Page excerpt:
--- START ---

Dog: Hunter (Beagle) – Framingham, MA (Sep 2001 – Apr 29, 2014)
I knew I wanted to rescue a dog, but I’d never imagine in late November 2006, I was not just rescuing a dog, I was about to embark on an incredible journey with my best friend in the entire world.
My pet Beagle dog – Hunter and I shared a unique language and bond. I would talk to him everyday and he responded. When I went to the store, I’d ask if he wanted to come and he’d respond by stretching or getting up from his comfortable and favorite tempurpedic bed or raise his head and look at me as if to say, “of course I am coming with!” As always, we went everywhere together. Friends and family knew if I was coming over, or going somewhere with them, he was also going to join us.
We traveled to NYC many times where we took long walks in Battery Park and went to the dog boutique where he would get a new collar or leash and of course treats!
We hiked a mountain in Maine. I was worried he wasn’t going to be able to do the hike and I wasn’t leaving him behind. He was getting older and had recently had bilateral knee surgery and physical therapy. The mountain was 4,000 ft. to the summit. Well, he proved me wrong! He made the ascent and decent without issue and loved every moment.
One of his favorite things to do was hike at the state park near our home with me. We would go to the park (he knew that word well) nearly everyday. His favorite time of year was the Fall or Winter. The Summer was just too hot and he was not a water dog. In the Summer we got up extra early so we could hike before it got too hot.
He LOVED the park. He’d run through the trails smelling, and exploring but always stopped to ensure I was within sight. If the distance between us on the hikes got to be too great in Hunter’s mind; he’d stop, looking back and wait for me. We’d have a picnic in the woods where we would share lunch and spend time together simply enjoying what he loved, what I loved most; just being together.
In the Spring, Summer and Fall, we would sit outside while I barbequed. He of course always got some of what was cooking; his favorite being salmon and he could never get enough. He LOVED food!
When it was getting late, and he was tired, he would tell me when it was time for bed by standing at the bedroom door where he’d wait for me. We would settle in our warm bedroom together and drift off to sleep, happily.
I knew after about 2 years of rescuing my best friend, he had PLN or kidney issues and we had to fight this horrible disease. No big deal; I was a veterinary technician and had the world’s best veterinarians at my finger tips. And he was a stubborn but great dog who would do nothing less than fight.

--- END ---

Data provided:
--- START ---

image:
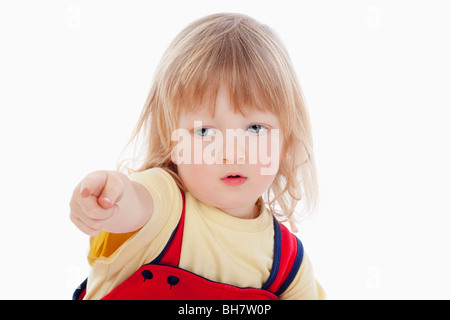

--- END ---

What the task requires: In the tribute to Hunter above, turn the paragraph that begins "We hiked a mountain in Maine" into a short bulleted list that keeps its main facts.

Exercise answer:
- Hunter and the writer hiked a mountain in Maine, 4,000 ft. to the summit.
- The writer worried he couldn't manage it. He was getting older and had recently had bilateral knee surgery and physical therapy. Still, leaving him behind was not an option.
- He made it up and down without issue and loved every moment.